* BEGIN DATA TO PROCESS *
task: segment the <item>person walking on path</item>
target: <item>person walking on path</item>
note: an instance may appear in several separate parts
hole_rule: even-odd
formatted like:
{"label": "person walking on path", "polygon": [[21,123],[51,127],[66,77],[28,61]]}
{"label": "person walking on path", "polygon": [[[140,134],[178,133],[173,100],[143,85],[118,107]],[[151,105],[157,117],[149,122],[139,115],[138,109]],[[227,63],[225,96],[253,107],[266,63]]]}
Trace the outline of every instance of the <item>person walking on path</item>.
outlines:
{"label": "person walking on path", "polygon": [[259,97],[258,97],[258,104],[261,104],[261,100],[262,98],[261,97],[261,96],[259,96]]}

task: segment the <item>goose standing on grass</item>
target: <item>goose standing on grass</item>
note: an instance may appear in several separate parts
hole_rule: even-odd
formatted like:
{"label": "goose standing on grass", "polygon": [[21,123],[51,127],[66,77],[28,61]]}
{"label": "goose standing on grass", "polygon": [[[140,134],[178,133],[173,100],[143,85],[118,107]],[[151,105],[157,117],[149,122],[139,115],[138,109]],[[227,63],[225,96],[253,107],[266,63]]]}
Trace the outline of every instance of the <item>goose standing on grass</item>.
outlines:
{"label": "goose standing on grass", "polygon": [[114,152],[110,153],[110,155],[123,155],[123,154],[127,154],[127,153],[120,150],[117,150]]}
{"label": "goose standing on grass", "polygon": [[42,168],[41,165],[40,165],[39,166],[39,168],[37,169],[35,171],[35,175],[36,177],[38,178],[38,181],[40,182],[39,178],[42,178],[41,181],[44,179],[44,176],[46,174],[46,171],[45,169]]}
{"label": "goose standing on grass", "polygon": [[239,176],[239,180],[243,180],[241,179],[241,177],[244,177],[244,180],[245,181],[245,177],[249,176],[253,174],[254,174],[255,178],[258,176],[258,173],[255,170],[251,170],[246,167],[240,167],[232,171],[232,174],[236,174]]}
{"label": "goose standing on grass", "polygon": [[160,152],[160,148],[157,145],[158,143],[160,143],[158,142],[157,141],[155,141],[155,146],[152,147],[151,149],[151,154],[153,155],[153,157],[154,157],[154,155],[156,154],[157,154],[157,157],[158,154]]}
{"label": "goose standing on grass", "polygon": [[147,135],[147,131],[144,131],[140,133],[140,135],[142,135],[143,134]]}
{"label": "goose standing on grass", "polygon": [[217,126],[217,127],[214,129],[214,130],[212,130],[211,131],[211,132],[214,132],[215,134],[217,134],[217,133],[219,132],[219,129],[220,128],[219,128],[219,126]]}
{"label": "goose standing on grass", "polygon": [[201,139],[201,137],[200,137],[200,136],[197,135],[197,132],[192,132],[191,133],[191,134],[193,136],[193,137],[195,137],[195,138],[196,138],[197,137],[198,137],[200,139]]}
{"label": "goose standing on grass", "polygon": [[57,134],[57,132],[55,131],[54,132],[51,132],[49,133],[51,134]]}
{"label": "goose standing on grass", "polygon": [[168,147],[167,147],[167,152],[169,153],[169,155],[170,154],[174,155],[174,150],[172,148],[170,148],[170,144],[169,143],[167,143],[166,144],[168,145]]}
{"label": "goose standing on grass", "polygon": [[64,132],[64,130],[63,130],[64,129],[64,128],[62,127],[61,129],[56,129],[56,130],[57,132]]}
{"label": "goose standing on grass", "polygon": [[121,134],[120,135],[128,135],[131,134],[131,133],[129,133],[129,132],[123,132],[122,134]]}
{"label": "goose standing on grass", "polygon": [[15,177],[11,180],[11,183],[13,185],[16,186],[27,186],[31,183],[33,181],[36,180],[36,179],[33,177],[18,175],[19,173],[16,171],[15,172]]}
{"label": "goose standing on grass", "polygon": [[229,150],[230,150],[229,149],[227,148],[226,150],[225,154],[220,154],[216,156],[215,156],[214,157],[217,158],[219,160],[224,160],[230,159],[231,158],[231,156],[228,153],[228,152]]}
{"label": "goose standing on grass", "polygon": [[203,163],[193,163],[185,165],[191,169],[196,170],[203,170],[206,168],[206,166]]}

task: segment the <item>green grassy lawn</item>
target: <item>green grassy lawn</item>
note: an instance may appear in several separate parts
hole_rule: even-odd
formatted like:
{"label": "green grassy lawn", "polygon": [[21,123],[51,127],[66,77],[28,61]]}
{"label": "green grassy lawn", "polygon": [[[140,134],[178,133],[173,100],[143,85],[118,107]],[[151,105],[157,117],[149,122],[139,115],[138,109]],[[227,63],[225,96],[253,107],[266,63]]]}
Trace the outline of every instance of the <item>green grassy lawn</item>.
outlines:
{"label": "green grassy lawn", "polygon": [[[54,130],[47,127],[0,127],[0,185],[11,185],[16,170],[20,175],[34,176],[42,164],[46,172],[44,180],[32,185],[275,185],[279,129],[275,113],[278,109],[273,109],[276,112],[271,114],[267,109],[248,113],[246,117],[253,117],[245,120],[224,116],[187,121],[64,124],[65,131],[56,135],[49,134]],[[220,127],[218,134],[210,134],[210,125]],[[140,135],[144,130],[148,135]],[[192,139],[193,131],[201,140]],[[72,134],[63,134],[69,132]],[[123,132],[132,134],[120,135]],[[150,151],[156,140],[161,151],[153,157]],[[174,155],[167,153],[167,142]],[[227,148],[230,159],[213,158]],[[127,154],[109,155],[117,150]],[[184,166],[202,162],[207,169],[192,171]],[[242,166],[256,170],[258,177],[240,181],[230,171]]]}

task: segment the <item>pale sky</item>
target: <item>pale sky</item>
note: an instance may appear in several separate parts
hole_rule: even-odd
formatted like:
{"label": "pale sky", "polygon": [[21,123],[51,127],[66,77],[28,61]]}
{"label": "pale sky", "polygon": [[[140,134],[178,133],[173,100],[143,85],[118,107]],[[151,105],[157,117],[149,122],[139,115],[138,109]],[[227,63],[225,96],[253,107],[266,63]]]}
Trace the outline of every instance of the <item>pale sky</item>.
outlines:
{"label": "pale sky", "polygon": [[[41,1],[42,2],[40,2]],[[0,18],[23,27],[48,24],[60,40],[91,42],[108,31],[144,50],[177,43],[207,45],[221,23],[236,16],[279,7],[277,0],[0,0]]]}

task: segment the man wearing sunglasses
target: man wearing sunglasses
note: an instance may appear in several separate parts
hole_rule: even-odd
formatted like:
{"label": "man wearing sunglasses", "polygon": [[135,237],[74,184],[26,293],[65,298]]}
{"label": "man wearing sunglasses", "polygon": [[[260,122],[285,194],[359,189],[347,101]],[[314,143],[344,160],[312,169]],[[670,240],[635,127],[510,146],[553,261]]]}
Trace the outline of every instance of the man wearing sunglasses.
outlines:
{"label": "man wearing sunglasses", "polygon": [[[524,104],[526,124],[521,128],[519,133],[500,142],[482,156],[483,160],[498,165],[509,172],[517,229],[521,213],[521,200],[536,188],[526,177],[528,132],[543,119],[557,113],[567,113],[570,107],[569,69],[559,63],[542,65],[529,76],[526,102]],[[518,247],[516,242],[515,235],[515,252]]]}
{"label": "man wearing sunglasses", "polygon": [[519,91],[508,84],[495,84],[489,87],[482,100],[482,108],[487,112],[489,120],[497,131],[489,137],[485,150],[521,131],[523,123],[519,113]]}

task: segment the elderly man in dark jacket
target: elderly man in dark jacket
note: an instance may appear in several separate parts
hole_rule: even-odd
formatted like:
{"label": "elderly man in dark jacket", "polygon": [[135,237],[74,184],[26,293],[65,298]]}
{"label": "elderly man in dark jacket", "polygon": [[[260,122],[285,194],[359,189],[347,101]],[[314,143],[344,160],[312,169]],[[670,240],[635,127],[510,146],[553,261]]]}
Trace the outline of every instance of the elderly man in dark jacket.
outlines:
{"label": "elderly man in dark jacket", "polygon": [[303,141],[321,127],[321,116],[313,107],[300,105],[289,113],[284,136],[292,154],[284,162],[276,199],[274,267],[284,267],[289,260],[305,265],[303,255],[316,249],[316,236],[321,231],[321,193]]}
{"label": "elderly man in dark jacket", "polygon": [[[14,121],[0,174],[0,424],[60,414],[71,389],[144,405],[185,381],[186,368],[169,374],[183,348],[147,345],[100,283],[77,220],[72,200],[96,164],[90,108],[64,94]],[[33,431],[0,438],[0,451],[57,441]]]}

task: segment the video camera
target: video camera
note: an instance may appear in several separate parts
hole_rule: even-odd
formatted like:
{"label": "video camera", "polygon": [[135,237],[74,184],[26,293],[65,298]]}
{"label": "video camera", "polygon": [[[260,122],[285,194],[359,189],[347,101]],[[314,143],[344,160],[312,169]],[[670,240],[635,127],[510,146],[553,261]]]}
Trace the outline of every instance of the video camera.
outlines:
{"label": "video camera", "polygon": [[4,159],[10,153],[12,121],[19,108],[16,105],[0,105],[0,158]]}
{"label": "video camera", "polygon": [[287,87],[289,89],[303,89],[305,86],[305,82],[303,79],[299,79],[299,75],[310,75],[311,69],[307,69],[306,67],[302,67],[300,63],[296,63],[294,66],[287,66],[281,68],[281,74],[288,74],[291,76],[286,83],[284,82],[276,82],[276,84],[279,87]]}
* END DATA TO PROCESS *
WRITTEN PROBLEM: Print exactly the lines from the one with "task: segment the video camera" through the end of the data, inclusive.

TASK SOLUTION:
task: segment the video camera
target: video camera
note: an instance may appear in several separate parts
hole_rule: even-odd
formatted like:
{"label": "video camera", "polygon": [[135,237],[74,184],[26,293],[65,298]]}
{"label": "video camera", "polygon": [[[260,122],[285,194],[359,189],[347,101]],[[314,143],[344,160],[312,169]],[[670,240],[635,127],[510,146],[553,261]]]}
Trace the outline of every instance of the video camera.
outlines:
{"label": "video camera", "polygon": [[4,159],[10,153],[12,121],[19,108],[16,105],[0,105],[0,158]]}
{"label": "video camera", "polygon": [[287,87],[289,89],[303,89],[305,86],[305,82],[303,79],[299,79],[299,75],[310,75],[311,69],[307,69],[306,67],[302,67],[300,63],[296,63],[294,66],[287,66],[281,68],[281,74],[288,74],[291,76],[286,83],[284,82],[276,82],[276,84],[279,87]]}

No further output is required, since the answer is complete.